[Image-grounded pointing data]
****************************************

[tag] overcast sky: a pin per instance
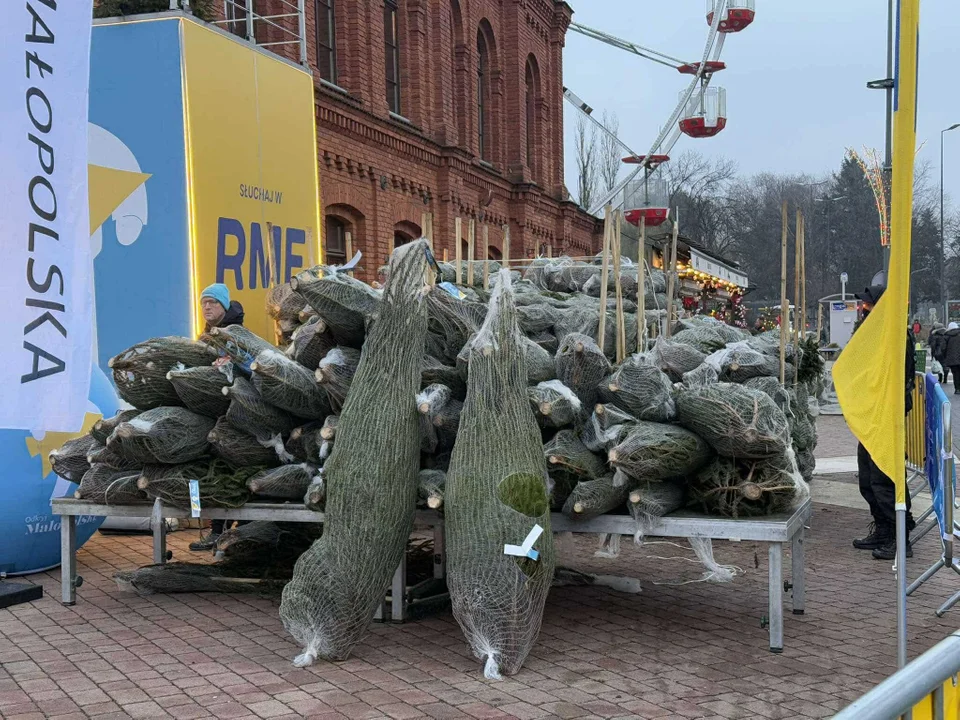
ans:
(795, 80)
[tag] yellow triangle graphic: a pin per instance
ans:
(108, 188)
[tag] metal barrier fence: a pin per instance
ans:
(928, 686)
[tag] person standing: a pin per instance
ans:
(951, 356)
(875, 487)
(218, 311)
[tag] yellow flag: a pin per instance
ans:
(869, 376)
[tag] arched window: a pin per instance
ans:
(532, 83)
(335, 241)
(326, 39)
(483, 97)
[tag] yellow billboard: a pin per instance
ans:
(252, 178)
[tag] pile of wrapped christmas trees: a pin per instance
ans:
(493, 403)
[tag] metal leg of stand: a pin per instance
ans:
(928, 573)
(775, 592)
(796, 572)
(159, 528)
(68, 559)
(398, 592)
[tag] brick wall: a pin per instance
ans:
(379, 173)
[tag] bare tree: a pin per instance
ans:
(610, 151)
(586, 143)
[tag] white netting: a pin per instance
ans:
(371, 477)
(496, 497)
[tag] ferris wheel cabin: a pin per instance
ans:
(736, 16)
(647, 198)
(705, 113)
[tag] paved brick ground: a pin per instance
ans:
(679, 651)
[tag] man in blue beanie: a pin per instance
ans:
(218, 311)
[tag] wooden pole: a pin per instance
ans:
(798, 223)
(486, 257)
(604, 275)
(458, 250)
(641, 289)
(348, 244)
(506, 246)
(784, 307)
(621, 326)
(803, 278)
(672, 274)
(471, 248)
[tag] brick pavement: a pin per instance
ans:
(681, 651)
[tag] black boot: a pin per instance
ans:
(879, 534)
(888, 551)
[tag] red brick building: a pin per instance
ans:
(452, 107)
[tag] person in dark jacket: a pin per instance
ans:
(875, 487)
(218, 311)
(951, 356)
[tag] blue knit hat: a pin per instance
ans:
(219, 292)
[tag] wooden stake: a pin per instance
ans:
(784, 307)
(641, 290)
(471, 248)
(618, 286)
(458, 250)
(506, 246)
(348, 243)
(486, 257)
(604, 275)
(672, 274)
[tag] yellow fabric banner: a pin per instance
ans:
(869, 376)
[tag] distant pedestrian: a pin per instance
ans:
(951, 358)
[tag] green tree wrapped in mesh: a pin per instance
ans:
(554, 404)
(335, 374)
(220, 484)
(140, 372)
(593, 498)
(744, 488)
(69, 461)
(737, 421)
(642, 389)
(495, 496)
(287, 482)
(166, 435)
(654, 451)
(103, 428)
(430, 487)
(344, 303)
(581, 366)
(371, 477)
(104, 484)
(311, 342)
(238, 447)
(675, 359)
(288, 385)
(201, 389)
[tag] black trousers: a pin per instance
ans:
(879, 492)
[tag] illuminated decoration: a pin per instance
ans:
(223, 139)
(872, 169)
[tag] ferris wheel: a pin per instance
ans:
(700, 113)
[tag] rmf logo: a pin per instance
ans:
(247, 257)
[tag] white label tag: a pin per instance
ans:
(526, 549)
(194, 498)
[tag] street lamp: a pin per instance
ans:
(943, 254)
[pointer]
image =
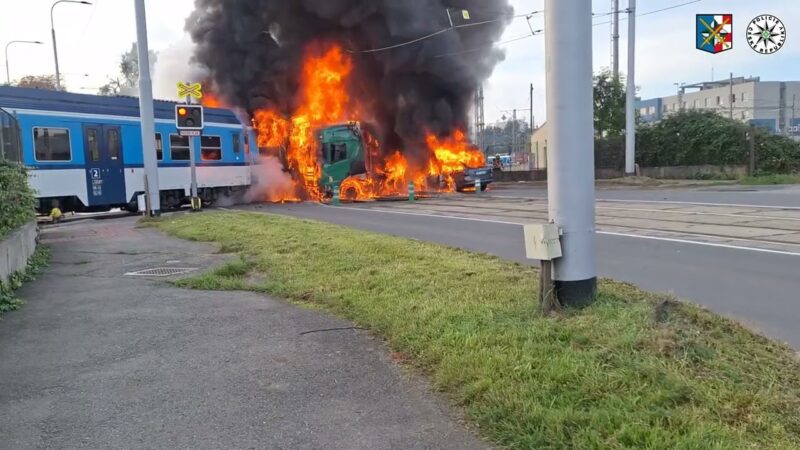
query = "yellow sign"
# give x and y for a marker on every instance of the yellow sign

****************************************

__Work required__. In the entries above, find each line containing the string "yellow" and copy it.

__Output for this task__.
[tag] yellow triangle graphic: a pin per instance
[tag] yellow flag: a pin per instance
[tag] yellow billboard: a pin per instance
[tag] yellow fabric banner: a pin per instance
query = "yellow sign"
# give x and y for a marker on every instance of the yellow sign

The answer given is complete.